__What the task asks__: Copy the lines below without any changes, beginning at the line that contains "the dark green" and ending after the line that contains "[(119, 27), (108, 28)]".

Data records
· · · ·
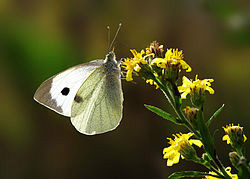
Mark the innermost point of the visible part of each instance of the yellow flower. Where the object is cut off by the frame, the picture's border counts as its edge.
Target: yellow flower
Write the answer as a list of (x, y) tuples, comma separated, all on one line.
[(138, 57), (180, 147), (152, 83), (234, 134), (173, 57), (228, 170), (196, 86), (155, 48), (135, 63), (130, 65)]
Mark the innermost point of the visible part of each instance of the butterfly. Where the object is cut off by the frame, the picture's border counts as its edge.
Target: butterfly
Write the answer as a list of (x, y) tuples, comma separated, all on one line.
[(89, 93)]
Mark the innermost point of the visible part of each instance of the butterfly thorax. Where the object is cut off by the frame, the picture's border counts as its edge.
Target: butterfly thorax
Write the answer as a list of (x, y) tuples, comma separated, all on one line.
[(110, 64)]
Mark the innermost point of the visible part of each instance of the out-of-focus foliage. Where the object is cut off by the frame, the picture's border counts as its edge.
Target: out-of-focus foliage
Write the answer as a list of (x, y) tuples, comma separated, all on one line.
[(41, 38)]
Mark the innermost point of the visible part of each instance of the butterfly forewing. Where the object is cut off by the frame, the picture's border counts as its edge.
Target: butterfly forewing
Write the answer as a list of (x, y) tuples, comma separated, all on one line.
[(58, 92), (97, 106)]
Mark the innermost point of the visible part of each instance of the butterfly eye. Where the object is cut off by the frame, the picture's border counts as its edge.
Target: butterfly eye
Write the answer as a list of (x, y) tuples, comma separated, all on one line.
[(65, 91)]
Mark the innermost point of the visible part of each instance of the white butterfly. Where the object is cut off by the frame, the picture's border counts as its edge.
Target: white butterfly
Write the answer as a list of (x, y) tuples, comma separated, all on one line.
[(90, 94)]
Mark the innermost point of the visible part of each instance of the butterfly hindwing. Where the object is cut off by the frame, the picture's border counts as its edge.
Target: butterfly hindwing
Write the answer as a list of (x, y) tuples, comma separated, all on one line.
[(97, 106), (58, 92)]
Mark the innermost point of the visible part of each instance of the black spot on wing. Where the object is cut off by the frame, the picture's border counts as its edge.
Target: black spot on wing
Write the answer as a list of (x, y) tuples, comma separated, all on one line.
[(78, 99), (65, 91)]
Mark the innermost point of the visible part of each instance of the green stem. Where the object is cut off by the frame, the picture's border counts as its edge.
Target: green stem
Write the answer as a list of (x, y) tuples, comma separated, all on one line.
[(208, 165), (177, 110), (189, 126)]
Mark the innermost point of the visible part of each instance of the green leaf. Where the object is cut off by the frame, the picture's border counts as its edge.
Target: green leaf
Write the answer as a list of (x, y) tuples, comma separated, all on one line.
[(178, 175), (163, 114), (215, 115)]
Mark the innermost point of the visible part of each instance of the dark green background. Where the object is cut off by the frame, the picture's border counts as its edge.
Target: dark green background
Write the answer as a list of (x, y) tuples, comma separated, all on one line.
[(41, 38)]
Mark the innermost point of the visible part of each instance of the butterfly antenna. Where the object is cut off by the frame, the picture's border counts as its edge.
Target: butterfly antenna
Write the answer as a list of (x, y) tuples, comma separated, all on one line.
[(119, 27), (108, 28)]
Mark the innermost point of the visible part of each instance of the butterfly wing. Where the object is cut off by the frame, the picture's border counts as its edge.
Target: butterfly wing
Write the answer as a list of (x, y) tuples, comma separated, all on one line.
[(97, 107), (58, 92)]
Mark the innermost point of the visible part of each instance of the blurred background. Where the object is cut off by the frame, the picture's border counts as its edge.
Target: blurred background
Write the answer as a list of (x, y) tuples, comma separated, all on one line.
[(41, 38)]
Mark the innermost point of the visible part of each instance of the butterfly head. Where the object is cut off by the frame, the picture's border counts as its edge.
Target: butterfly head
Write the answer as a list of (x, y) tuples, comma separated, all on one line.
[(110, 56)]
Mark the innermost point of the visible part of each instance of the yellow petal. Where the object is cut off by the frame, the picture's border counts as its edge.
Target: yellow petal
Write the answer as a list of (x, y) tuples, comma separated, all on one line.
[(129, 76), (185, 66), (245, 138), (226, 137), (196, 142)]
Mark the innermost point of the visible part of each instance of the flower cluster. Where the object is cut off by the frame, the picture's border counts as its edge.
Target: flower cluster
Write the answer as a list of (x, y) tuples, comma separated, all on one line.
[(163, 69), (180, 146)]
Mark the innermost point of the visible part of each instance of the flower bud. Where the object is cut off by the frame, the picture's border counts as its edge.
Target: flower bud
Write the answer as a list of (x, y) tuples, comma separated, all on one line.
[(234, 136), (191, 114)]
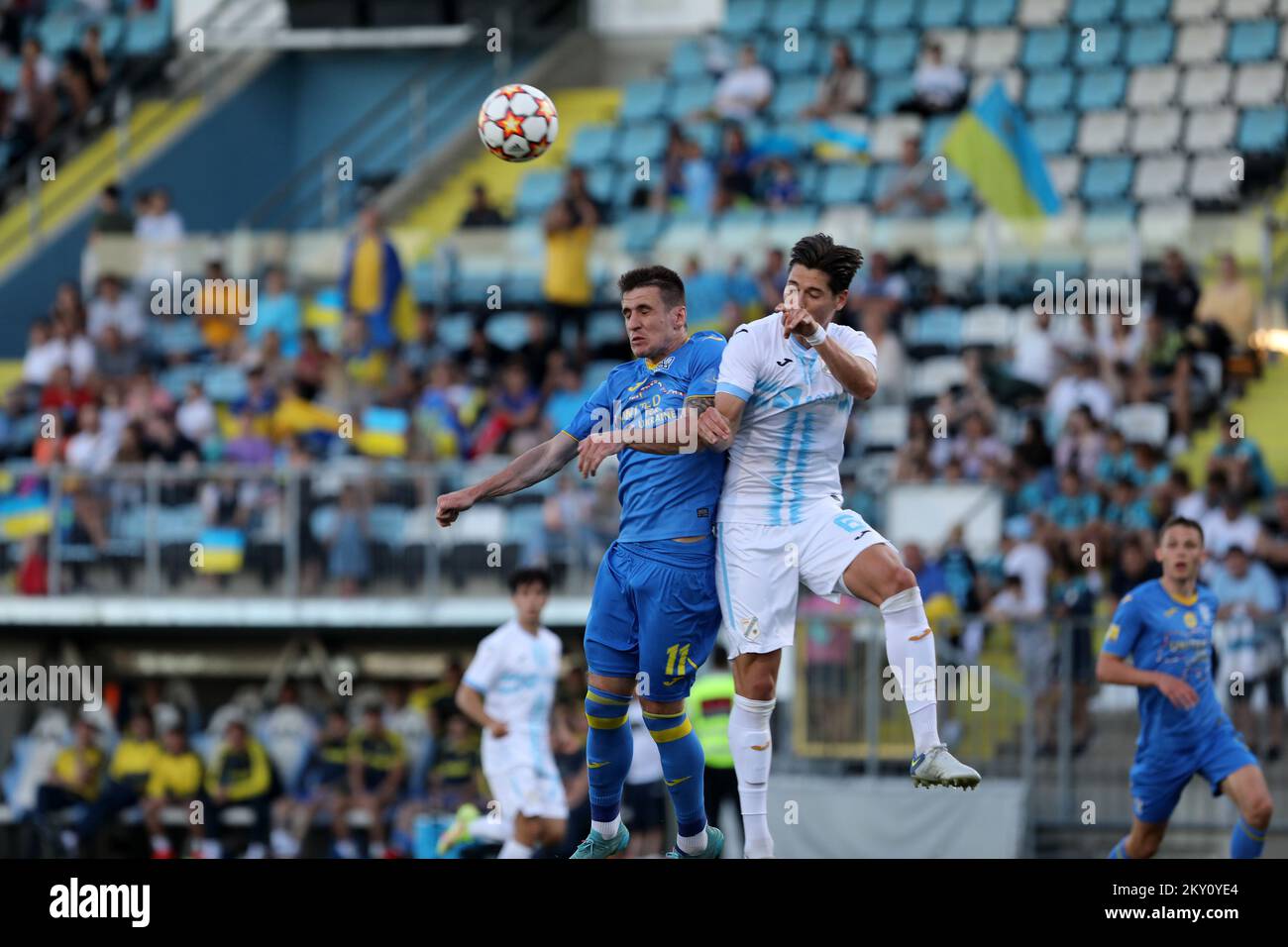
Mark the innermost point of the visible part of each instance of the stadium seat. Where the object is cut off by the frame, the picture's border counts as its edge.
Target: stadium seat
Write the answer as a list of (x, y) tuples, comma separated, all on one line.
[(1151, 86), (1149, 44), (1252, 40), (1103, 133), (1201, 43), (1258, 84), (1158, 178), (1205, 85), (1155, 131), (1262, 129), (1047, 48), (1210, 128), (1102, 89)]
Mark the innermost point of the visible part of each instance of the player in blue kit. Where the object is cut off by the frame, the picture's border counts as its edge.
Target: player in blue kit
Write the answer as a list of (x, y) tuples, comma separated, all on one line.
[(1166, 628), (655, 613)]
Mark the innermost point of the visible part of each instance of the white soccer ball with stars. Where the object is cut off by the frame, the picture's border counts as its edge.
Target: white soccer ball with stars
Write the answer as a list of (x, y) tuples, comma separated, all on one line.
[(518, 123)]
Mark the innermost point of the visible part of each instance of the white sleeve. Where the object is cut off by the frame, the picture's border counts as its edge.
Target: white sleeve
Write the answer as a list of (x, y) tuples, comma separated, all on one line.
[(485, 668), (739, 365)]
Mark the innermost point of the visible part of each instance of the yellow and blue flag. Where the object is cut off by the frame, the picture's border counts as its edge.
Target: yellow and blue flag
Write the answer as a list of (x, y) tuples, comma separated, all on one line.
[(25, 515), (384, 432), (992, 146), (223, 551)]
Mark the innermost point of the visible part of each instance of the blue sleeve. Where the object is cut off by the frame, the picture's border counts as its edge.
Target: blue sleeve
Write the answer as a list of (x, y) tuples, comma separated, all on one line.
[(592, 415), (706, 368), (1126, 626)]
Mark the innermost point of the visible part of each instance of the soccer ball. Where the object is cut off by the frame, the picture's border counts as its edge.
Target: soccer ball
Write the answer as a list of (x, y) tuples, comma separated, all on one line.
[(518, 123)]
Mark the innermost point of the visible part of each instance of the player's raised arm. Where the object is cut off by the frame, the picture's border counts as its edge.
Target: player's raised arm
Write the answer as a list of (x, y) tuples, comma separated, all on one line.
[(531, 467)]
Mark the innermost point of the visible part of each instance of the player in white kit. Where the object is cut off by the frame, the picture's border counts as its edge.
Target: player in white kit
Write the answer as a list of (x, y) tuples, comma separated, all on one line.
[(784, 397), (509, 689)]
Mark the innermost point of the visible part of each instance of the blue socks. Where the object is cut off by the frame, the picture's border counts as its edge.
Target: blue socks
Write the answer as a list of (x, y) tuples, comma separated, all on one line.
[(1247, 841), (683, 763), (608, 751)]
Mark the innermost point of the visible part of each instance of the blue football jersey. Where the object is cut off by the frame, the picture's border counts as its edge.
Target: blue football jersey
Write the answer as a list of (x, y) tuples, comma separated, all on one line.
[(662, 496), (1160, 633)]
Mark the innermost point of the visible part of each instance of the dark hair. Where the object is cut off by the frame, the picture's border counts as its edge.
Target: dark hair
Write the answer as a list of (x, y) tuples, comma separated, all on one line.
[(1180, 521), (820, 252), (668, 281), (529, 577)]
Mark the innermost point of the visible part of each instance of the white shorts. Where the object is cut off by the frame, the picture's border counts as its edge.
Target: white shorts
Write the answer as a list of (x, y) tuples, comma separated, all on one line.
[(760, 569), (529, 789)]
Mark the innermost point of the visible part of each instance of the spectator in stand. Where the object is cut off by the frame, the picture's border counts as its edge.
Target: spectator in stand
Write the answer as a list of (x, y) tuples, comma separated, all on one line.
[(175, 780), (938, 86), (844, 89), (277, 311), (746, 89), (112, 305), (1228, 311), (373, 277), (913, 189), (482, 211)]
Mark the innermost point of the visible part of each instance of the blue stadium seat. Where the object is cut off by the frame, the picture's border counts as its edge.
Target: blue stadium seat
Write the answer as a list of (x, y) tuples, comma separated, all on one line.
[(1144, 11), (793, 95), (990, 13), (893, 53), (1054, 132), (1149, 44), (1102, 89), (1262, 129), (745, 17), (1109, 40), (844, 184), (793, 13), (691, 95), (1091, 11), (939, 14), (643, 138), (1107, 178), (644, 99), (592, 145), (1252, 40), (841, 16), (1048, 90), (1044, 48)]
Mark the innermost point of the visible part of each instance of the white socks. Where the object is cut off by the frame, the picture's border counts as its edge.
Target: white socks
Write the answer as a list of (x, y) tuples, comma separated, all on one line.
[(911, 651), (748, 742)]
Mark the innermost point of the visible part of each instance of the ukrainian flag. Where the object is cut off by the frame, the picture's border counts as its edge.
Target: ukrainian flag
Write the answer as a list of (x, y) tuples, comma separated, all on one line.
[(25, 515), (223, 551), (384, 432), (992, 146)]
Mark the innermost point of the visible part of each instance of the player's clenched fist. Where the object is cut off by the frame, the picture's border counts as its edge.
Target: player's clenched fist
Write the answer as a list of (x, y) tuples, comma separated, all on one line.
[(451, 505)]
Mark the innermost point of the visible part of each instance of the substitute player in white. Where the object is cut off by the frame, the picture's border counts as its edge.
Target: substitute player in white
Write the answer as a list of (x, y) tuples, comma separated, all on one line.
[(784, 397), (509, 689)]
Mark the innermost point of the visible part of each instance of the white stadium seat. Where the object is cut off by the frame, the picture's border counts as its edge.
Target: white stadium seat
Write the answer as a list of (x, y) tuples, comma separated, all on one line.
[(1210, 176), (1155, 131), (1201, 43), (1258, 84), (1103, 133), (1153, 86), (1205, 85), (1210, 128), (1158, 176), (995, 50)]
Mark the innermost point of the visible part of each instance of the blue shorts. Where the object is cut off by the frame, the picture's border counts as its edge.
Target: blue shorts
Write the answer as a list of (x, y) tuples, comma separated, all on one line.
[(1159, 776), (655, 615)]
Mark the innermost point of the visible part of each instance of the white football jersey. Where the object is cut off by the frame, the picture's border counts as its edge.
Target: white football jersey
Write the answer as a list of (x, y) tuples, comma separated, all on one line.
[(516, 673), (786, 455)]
· · · ·
__Written solution__:
Mark the innermost point of the visible part of each instance of the dark green background. Where the object is cut off by the frame, the picture's border counts as its edge.
Target: dark green background
Write the answer as a list of (x, y) tuples, comma separated, all on one line.
[(41, 38)]
Mark the innermost point of the visible part of each instance of the butterfly antenna. Where the object is cut off by the frame, the picture's border counts as its edge.
Target: butterfly antenna
Write the answer as a list of (x, y) tuples, comma separated, all on one line.
[(119, 27), (108, 28)]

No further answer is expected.